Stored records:

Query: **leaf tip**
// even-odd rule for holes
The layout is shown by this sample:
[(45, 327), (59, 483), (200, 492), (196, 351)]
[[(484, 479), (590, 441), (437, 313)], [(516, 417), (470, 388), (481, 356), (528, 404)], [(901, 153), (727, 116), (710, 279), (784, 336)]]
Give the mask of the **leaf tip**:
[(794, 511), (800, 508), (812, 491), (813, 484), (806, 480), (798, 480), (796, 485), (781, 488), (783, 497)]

...

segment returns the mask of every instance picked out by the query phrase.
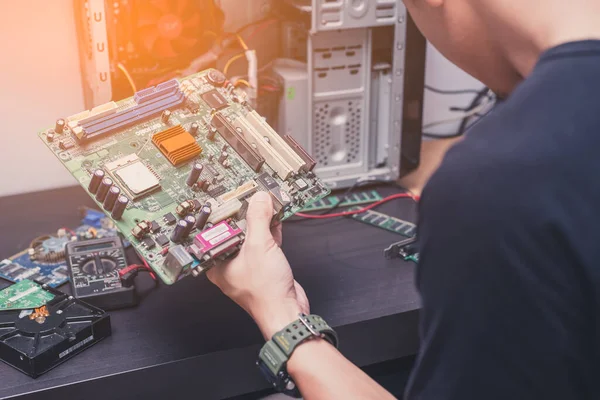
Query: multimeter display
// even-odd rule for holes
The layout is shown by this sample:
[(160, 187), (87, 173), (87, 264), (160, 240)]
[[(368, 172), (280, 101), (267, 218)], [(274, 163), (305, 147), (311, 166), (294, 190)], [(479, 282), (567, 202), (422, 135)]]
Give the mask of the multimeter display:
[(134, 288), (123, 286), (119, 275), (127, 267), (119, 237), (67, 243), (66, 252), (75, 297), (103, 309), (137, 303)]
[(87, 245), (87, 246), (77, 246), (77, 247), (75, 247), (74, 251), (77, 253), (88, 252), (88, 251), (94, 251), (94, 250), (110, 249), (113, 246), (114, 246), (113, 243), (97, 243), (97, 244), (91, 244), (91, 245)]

---

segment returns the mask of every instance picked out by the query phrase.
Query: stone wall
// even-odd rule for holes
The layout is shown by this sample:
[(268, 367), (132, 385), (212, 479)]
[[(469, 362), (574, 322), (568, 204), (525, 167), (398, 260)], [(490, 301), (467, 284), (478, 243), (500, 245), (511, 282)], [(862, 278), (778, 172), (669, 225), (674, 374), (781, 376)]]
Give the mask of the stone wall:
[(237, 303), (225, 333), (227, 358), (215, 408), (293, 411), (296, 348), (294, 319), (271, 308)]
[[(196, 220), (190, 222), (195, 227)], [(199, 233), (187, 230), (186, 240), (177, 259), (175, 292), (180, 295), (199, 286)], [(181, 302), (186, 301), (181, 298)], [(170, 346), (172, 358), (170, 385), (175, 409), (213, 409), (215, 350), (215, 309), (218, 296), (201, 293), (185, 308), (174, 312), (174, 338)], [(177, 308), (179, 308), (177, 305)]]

## Your instructions:
From the line that has "[(268, 367), (132, 385), (212, 479)]" through the line that has "374), (781, 376)]]", copy every line exactly as it appears above, and leave out all others.

## Answer below:
[(268, 367), (132, 385), (212, 479)]
[[(469, 362), (574, 322), (568, 204), (525, 167), (398, 260)], [(490, 301), (467, 284), (478, 243), (500, 245), (511, 282)], [(862, 278), (778, 172), (669, 225), (674, 374), (781, 376)]]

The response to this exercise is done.